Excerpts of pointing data
-.-.-
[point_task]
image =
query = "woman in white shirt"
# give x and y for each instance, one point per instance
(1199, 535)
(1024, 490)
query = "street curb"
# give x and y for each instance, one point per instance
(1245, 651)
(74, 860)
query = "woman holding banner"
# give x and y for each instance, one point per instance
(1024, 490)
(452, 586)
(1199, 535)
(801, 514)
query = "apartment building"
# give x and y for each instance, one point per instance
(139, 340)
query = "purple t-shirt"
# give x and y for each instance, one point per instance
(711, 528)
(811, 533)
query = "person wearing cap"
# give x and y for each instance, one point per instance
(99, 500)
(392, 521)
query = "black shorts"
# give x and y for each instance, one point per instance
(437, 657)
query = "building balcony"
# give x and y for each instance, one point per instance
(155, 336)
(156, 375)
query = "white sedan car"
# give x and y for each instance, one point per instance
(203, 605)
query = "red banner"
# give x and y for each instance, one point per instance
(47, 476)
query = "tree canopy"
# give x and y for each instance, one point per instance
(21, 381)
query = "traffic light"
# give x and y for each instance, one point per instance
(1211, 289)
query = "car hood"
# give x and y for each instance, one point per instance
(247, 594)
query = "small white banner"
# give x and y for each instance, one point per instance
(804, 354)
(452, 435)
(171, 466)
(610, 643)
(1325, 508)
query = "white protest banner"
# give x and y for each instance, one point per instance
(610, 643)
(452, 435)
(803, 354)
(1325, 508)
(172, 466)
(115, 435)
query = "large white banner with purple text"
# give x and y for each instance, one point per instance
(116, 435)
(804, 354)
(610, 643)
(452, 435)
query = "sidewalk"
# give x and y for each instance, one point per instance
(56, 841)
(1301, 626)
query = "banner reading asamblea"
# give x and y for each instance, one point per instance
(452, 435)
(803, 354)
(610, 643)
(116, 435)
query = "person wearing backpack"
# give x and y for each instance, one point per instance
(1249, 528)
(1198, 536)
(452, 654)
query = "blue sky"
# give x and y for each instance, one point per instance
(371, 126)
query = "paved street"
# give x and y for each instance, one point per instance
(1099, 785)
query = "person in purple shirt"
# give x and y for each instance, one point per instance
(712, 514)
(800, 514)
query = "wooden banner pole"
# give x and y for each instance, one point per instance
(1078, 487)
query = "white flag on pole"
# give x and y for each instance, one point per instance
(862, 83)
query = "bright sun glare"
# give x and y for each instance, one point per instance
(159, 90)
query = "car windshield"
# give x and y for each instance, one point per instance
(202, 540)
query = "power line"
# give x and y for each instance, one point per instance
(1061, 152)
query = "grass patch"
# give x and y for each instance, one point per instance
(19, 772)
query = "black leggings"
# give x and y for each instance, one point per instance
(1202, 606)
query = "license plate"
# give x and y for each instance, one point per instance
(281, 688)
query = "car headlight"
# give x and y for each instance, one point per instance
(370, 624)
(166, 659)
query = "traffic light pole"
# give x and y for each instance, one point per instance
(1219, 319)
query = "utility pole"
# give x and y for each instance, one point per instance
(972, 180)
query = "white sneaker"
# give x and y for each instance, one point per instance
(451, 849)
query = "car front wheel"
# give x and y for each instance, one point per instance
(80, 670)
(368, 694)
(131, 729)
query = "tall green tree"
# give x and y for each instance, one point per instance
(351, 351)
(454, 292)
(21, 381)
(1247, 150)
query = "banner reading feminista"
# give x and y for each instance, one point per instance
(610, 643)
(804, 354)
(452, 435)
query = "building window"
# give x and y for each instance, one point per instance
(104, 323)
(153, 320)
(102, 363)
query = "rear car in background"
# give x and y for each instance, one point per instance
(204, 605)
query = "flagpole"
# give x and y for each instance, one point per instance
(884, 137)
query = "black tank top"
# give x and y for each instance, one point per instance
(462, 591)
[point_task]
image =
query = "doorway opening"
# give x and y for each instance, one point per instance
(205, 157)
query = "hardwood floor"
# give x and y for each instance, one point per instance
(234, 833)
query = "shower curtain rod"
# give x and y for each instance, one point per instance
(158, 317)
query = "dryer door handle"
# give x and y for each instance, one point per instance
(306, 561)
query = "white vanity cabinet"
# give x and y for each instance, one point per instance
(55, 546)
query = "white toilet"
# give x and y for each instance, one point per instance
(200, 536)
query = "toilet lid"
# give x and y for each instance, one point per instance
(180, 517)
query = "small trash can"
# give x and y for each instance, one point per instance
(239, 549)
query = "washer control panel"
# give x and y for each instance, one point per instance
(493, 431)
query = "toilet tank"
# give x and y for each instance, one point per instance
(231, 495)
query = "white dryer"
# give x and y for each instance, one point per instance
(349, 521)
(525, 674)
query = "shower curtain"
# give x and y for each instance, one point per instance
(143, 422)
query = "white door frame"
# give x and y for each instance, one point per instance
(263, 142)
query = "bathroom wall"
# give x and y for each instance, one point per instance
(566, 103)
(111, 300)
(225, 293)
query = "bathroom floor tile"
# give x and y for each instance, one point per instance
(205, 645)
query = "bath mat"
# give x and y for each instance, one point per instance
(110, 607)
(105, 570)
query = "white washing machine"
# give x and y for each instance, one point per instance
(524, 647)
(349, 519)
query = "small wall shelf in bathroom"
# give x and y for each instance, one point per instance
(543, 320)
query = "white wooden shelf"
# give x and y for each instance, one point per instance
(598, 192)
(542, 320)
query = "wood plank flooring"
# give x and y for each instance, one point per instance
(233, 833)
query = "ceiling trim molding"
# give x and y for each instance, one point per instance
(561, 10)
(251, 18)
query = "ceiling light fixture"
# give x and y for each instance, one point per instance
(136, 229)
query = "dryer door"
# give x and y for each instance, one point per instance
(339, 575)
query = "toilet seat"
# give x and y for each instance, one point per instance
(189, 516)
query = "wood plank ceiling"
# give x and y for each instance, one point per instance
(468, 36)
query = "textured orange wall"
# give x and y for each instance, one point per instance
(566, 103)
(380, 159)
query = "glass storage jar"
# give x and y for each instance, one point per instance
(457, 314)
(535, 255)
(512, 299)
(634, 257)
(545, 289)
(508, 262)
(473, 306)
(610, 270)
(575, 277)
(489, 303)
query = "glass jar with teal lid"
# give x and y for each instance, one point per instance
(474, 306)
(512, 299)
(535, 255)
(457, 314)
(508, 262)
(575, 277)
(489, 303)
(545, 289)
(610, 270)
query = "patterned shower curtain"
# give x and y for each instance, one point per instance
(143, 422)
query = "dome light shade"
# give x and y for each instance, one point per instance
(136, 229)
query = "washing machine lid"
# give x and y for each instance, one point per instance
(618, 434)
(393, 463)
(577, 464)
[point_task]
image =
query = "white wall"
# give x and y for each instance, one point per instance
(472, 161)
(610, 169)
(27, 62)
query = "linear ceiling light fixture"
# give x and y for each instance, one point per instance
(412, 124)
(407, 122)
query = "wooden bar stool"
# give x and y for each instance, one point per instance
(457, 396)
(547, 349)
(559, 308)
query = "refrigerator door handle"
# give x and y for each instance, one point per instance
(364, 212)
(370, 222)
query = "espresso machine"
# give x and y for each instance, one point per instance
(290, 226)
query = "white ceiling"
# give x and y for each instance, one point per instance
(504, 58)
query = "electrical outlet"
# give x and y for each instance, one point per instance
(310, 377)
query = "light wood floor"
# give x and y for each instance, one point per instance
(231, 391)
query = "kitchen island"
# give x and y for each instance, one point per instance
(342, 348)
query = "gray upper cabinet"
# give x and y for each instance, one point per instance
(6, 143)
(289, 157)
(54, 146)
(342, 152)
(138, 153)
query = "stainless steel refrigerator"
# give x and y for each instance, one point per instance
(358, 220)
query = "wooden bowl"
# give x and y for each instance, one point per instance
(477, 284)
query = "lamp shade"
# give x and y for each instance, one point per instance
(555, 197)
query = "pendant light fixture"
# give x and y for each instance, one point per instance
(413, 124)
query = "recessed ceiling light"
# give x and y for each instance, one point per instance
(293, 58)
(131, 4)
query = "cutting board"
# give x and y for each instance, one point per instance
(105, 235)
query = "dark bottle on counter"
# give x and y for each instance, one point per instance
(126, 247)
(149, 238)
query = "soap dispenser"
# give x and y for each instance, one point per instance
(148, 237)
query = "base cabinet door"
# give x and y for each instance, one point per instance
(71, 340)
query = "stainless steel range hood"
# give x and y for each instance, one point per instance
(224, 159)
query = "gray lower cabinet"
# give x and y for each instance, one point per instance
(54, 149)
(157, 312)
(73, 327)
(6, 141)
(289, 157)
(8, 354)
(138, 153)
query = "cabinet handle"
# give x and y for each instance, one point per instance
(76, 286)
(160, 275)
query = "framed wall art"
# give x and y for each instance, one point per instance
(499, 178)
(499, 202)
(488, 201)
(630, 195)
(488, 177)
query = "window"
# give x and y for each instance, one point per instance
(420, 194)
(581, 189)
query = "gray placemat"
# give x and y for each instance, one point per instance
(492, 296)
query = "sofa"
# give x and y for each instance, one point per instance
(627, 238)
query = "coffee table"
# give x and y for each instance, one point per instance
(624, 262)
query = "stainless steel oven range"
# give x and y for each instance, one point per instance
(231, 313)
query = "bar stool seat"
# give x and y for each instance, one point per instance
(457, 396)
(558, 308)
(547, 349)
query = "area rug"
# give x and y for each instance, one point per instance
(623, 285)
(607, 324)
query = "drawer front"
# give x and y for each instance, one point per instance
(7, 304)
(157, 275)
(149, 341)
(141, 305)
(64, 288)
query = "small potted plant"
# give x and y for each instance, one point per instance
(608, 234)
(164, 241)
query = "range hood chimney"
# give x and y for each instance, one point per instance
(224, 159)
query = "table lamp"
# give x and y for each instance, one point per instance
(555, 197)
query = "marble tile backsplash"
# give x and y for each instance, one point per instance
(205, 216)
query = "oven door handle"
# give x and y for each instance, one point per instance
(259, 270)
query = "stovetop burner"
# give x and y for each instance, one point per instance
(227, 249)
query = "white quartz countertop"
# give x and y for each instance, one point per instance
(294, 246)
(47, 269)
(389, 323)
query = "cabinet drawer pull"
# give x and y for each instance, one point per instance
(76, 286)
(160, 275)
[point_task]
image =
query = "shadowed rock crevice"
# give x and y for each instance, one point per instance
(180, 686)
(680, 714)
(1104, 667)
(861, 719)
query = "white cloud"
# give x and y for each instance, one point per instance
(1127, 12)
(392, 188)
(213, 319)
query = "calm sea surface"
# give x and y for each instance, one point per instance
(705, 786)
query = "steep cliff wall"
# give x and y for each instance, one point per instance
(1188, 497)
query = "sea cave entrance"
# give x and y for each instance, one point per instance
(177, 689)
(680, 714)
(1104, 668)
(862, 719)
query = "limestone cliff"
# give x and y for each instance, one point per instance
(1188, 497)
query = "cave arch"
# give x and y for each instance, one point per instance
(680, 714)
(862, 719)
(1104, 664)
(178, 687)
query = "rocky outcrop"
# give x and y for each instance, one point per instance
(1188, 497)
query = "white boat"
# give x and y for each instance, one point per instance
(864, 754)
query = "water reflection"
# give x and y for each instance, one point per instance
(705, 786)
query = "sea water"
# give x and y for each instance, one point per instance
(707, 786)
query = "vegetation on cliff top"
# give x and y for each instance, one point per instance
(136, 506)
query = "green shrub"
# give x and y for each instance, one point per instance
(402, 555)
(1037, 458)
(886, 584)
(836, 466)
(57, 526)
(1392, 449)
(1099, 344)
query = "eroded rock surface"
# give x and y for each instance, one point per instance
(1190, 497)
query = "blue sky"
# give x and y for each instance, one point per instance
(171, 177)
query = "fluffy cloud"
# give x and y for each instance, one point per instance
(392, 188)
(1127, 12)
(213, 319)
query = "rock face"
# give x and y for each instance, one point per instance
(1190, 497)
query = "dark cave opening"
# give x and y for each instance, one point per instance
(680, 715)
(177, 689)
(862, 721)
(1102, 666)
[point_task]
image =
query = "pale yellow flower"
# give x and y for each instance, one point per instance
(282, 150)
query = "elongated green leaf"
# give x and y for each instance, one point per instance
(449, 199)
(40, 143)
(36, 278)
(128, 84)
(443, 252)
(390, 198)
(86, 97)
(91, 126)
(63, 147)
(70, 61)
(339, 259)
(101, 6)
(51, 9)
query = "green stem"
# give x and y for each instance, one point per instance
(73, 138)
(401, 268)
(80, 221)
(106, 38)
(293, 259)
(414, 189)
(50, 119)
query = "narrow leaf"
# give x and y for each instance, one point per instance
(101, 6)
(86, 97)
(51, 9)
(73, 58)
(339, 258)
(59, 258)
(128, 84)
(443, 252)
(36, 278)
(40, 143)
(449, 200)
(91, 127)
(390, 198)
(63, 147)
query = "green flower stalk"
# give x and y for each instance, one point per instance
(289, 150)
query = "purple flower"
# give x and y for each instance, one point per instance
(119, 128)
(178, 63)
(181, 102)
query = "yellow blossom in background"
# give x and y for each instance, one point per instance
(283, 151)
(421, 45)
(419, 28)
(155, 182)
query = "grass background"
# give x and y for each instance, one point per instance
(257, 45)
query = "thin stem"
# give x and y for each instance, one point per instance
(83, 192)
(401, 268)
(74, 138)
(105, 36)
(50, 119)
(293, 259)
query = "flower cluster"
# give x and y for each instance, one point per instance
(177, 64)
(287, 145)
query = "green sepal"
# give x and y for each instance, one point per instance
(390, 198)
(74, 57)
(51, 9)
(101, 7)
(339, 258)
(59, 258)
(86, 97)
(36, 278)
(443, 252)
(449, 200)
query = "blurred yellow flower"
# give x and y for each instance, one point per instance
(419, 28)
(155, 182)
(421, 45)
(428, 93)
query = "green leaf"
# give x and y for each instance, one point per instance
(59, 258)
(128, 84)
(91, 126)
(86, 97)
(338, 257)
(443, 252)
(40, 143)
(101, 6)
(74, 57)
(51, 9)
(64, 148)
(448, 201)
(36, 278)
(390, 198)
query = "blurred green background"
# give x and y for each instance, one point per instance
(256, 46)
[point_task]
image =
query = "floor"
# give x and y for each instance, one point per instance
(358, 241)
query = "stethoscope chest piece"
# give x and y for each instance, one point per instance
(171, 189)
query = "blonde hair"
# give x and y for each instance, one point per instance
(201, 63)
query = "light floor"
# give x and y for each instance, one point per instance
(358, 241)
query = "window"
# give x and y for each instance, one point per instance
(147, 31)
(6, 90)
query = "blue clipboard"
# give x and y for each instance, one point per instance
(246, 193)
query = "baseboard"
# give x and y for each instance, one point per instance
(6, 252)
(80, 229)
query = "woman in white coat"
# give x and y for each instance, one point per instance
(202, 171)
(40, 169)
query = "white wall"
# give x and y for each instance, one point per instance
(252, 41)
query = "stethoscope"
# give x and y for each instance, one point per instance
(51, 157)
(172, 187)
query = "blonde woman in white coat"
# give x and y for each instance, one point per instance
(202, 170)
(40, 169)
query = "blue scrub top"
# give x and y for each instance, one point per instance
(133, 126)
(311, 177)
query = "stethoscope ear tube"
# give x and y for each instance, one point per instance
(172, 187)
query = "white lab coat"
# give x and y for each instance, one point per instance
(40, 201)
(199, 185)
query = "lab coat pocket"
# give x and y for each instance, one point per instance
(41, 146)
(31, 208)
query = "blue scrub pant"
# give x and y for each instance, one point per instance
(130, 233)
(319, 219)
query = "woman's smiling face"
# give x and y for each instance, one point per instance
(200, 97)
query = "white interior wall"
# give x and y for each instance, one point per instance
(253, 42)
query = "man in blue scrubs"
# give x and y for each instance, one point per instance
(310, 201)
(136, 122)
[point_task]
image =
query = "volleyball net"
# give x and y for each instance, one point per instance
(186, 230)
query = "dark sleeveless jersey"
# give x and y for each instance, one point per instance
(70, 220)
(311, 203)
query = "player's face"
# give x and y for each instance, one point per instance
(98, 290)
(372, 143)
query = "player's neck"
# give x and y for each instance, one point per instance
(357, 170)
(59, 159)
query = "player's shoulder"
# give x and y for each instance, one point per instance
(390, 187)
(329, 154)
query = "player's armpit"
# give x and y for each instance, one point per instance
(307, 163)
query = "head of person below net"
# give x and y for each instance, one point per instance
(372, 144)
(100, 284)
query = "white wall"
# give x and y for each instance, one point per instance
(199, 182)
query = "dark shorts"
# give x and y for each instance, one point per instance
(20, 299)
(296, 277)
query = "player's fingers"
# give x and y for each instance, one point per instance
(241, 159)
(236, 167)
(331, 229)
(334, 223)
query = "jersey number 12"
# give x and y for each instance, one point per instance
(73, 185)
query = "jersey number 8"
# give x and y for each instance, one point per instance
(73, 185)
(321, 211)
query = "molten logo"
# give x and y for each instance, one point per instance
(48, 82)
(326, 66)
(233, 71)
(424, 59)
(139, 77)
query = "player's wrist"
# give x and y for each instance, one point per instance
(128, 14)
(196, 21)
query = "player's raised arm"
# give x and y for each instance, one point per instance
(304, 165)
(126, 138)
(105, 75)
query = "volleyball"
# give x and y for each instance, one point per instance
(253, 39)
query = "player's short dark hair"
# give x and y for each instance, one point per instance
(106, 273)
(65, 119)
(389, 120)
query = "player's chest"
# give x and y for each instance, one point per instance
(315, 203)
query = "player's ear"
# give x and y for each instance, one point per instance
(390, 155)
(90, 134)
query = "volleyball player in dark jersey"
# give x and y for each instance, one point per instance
-.-.-
**YOUR GOAL**
Take every line from the one containing "player in dark" to the end of the listing and output it exactly, with nothing else.

**COMPLETE OUTPUT**
query = "volleyball player in dark jersey"
# give x and y for each instance, one point per instance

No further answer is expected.